## Begin Extracted entries
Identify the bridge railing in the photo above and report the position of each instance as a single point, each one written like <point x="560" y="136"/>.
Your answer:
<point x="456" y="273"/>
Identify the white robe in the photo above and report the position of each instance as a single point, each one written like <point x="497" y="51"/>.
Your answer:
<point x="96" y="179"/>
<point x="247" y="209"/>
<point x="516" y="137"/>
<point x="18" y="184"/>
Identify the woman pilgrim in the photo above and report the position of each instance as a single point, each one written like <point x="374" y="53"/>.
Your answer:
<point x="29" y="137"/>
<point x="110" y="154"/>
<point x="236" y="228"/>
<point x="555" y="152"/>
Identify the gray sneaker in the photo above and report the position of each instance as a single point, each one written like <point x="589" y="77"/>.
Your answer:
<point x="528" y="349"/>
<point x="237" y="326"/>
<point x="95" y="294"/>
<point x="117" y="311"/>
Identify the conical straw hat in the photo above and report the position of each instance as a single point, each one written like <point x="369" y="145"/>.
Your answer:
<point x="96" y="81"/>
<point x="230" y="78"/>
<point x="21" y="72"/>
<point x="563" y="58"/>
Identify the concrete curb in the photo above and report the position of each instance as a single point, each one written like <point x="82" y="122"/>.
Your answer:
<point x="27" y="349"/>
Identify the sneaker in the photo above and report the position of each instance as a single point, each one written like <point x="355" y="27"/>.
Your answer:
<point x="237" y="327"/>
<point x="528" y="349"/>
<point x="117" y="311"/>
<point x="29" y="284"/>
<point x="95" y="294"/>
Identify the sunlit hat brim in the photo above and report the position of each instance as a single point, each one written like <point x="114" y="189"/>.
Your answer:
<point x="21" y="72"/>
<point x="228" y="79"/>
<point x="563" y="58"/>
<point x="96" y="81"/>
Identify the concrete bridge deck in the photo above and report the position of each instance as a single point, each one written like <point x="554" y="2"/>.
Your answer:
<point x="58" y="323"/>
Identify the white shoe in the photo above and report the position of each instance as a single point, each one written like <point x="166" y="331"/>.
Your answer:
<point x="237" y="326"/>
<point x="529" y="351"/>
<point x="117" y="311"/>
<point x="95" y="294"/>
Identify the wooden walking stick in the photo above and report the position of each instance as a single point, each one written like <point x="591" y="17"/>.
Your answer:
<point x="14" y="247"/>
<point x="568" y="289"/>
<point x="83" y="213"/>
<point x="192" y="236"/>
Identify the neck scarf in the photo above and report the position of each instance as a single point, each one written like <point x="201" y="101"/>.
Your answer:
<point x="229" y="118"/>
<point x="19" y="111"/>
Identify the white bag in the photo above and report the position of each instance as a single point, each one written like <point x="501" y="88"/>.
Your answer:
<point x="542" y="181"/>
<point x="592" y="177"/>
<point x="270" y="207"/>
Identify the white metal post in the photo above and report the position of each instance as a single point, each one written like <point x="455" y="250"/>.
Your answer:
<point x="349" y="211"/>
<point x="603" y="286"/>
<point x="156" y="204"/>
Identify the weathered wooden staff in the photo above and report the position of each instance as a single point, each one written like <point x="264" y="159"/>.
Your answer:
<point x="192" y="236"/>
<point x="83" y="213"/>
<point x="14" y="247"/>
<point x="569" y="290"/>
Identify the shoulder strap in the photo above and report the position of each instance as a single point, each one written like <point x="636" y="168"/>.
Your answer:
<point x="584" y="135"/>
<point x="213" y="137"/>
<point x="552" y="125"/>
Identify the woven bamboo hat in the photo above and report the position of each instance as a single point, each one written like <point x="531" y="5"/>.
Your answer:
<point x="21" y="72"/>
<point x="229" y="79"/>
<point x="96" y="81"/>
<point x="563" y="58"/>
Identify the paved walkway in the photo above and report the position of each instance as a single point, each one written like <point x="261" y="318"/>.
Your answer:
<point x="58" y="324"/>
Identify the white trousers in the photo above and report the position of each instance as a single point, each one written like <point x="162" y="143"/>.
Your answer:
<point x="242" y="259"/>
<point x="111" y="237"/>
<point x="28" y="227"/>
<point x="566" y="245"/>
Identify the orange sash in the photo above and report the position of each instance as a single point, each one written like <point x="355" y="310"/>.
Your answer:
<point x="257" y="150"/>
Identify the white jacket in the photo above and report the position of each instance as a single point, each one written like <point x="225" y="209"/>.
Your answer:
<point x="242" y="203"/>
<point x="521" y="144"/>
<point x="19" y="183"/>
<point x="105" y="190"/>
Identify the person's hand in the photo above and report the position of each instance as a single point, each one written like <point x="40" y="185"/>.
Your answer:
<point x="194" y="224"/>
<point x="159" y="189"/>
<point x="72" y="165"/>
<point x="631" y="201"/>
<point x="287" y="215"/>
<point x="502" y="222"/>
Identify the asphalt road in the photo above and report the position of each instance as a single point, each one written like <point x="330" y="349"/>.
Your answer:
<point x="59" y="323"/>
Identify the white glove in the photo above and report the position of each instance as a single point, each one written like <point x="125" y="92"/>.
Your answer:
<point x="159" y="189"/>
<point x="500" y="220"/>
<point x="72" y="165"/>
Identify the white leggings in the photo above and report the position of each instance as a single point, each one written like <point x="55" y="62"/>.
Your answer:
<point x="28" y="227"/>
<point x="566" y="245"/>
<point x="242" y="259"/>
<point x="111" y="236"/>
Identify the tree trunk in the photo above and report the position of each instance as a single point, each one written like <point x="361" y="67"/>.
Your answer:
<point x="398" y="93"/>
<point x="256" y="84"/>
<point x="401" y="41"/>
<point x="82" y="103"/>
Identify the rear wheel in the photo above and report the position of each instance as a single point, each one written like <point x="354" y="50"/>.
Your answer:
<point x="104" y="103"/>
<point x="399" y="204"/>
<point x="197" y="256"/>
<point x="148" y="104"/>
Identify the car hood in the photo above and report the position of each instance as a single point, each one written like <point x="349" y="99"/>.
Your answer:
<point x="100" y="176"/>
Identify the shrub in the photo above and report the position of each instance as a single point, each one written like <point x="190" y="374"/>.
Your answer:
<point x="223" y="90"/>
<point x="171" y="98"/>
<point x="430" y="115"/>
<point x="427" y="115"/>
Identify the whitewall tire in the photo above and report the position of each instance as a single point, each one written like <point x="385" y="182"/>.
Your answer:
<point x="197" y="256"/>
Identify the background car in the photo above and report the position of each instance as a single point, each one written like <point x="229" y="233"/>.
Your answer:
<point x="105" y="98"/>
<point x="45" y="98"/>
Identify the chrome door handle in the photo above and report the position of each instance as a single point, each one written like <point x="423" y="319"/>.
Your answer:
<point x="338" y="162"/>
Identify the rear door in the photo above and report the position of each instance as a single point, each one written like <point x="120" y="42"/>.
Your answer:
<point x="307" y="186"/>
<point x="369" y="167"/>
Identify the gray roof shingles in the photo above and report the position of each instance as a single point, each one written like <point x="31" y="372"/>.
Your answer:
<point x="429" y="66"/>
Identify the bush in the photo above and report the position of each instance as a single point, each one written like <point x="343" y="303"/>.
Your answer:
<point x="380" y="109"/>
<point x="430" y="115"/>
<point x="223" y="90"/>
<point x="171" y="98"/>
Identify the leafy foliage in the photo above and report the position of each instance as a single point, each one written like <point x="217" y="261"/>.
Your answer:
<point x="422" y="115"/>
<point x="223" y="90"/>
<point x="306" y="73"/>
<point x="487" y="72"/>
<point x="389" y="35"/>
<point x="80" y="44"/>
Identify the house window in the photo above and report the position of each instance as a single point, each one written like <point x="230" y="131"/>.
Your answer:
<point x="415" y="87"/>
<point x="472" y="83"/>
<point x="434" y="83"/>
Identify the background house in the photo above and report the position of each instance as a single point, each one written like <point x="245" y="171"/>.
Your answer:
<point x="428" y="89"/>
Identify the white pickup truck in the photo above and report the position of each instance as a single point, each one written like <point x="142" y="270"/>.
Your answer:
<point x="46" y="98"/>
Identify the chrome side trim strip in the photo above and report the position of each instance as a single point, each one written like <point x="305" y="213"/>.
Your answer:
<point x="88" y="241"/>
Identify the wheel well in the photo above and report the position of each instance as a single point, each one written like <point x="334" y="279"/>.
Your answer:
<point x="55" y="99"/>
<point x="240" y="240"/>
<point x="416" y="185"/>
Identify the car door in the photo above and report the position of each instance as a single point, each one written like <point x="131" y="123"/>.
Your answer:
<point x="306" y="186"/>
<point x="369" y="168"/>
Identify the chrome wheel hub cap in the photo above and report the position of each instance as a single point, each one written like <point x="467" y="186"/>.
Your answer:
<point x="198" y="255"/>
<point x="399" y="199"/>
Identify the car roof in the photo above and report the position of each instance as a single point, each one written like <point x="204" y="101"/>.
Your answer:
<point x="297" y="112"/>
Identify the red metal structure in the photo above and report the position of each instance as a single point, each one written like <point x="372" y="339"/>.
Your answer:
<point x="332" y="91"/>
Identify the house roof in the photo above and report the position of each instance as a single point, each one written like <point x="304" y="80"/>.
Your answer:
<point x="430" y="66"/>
## End Extracted entries
▶ [Task]: From the line holding "Identify the house window" down to the final line above, quote every line exactly and only those lines.

▶ [Exercise answer]:
Identify the house window in the photo above and report the position of each instance as a single point, each one written like <point x="230" y="131"/>.
Your answer:
<point x="415" y="87"/>
<point x="472" y="83"/>
<point x="434" y="83"/>
Identify the background house in the photo above and report the position of each instance as a single point, each one written like <point x="245" y="171"/>.
Your answer:
<point x="428" y="89"/>
Identify the white pickup truck in the photo above and report the position of each instance as a single point, each one written like <point x="142" y="270"/>.
Your answer:
<point x="46" y="98"/>
Identify the chrome side trim strip in the photo above and report the position of each instance as a single point, each one written like <point x="305" y="213"/>.
Your answer:
<point x="88" y="241"/>
Identify the wheel well in the photo above and report the position of each instance as a single point, each one written like <point x="334" y="279"/>.
Your answer:
<point x="55" y="99"/>
<point x="240" y="240"/>
<point x="416" y="185"/>
Identify the car door in the photo above and report the position of each instance as a single point, each one written like <point x="131" y="123"/>.
Your answer:
<point x="306" y="186"/>
<point x="369" y="168"/>
Identify the chrome wheel hub cap in the photo above and report the position of each instance as a single point, each one written like <point x="467" y="186"/>.
Your answer:
<point x="198" y="255"/>
<point x="399" y="199"/>
Identify the car roof in the photo above and report the position of each instance as a single point, each one written like <point x="204" y="101"/>.
Your answer:
<point x="297" y="112"/>
Identify the red metal structure in the photo above and report the position of each instance as a single point, each one written like <point x="372" y="339"/>.
Your answer:
<point x="332" y="91"/>
Identify the house roof in the photo above and report the position of each instance as a single point, each one written like <point x="304" y="80"/>.
Your answer:
<point x="430" y="66"/>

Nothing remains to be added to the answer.